***** VORLIEGENDE EINTRÄGE

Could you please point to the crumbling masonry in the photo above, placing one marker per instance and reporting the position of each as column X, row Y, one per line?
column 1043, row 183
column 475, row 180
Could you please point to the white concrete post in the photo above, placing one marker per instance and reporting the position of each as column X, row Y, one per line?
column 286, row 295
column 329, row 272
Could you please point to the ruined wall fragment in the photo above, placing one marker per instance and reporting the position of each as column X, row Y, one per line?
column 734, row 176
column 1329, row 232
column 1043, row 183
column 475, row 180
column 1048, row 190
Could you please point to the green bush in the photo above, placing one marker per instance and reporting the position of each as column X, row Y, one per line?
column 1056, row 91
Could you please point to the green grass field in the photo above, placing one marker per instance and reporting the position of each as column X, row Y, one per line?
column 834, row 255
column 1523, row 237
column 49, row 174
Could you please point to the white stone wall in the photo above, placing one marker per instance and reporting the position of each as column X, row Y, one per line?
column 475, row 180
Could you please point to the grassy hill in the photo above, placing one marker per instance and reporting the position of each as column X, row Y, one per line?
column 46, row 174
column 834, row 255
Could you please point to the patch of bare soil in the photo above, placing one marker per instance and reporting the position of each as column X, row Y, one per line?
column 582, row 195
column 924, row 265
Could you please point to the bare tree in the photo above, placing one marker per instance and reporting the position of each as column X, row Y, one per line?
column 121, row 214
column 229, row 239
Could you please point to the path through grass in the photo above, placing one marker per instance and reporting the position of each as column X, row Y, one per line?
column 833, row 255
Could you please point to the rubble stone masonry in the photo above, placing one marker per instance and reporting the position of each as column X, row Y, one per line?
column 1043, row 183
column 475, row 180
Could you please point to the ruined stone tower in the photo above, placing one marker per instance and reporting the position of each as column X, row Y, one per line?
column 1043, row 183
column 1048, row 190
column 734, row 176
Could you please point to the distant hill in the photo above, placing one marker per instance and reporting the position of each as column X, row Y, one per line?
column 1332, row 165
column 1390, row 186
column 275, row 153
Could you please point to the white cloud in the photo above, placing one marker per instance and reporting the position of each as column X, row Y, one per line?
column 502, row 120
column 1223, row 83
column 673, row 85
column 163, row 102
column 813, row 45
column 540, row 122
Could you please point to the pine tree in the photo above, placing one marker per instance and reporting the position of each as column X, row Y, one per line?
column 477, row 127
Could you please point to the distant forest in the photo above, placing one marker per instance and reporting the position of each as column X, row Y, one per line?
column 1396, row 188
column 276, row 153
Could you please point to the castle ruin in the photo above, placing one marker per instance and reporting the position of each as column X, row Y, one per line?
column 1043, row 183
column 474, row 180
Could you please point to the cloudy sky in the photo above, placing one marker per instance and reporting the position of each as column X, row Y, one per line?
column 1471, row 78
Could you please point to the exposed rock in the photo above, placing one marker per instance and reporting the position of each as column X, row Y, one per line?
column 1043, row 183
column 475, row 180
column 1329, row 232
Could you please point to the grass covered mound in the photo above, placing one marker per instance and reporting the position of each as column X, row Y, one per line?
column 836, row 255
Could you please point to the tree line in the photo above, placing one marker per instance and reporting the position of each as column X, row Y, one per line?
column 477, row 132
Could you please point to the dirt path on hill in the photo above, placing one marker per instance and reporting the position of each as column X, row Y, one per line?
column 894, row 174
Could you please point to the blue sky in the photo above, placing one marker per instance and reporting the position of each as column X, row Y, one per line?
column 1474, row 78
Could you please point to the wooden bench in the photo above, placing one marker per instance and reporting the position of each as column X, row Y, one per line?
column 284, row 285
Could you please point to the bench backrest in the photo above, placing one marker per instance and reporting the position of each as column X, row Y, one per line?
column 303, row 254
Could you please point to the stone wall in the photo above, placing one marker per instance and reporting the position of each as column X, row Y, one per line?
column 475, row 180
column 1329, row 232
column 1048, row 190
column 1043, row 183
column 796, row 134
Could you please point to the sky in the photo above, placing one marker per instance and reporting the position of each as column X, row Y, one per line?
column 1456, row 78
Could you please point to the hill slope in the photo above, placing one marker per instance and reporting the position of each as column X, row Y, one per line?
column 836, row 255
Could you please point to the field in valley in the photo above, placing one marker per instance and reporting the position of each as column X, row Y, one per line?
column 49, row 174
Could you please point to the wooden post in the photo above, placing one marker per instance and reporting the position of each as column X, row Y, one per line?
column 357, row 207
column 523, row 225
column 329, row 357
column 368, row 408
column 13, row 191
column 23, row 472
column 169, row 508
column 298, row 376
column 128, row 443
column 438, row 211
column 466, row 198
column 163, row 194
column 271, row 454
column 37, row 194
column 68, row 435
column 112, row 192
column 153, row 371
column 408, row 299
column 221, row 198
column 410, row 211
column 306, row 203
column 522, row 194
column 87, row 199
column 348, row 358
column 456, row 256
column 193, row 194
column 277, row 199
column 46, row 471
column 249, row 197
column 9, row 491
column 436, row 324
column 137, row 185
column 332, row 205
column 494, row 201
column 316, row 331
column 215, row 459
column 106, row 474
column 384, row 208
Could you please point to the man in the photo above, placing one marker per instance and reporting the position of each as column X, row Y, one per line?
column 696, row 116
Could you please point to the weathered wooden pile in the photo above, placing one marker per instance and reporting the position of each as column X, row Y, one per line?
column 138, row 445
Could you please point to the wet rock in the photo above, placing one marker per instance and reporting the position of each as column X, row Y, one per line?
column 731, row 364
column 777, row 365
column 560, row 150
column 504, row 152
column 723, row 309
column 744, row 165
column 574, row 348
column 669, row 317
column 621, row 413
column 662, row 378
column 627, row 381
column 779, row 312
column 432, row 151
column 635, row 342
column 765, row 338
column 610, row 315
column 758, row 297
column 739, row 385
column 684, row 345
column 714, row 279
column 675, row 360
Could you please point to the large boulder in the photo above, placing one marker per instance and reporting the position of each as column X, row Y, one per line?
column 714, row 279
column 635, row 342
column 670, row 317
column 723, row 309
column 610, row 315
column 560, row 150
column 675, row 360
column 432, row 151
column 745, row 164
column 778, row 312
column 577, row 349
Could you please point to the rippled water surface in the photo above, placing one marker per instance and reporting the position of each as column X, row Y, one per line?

**********

Gib bitte aus den Einträgen oben die Zeilen unverändert wieder, beginnend mit der Zeile, die „Could you please point to the ruined stone“ enthält, und endend mit der Zeile, die „column 1471, row 78“ enthält.

• ERGEBNIS DER AUFGABE:
Could you please point to the ruined stone tower in the photo above, placing one marker per instance and reporting the position of each as column X, row Y, one per line?
column 1043, row 183
column 1048, row 190
column 734, row 176
Could you please point to the distant hill in the photo above, placing one marker per instance and reporting the position of each as column X, row Y, one per line?
column 1332, row 165
column 1390, row 186
column 275, row 153
Could you please point to the white cloud in the photo above, placing one marker per instance and reporting the position of each as column X, row Y, one per line?
column 502, row 120
column 1223, row 83
column 673, row 85
column 163, row 102
column 813, row 45
column 540, row 122
Could you please point to the pine tree in the photo above, placing one marker per instance and reporting the position of each as column X, row Y, one per line?
column 477, row 127
Could you please point to the distant forest in the photo above, placing one marker per instance and reporting the position of each as column X, row Y, one per line?
column 1396, row 188
column 276, row 153
Could you please point to the castle ruin in the photo above, placing one marker per instance and reporting the position of each as column X, row Y, one per line?
column 1043, row 183
column 474, row 180
Could you please point to the cloudy sky in the photo above, placing one marker per instance and reporting the position of each as column X, row Y, one per line?
column 1471, row 78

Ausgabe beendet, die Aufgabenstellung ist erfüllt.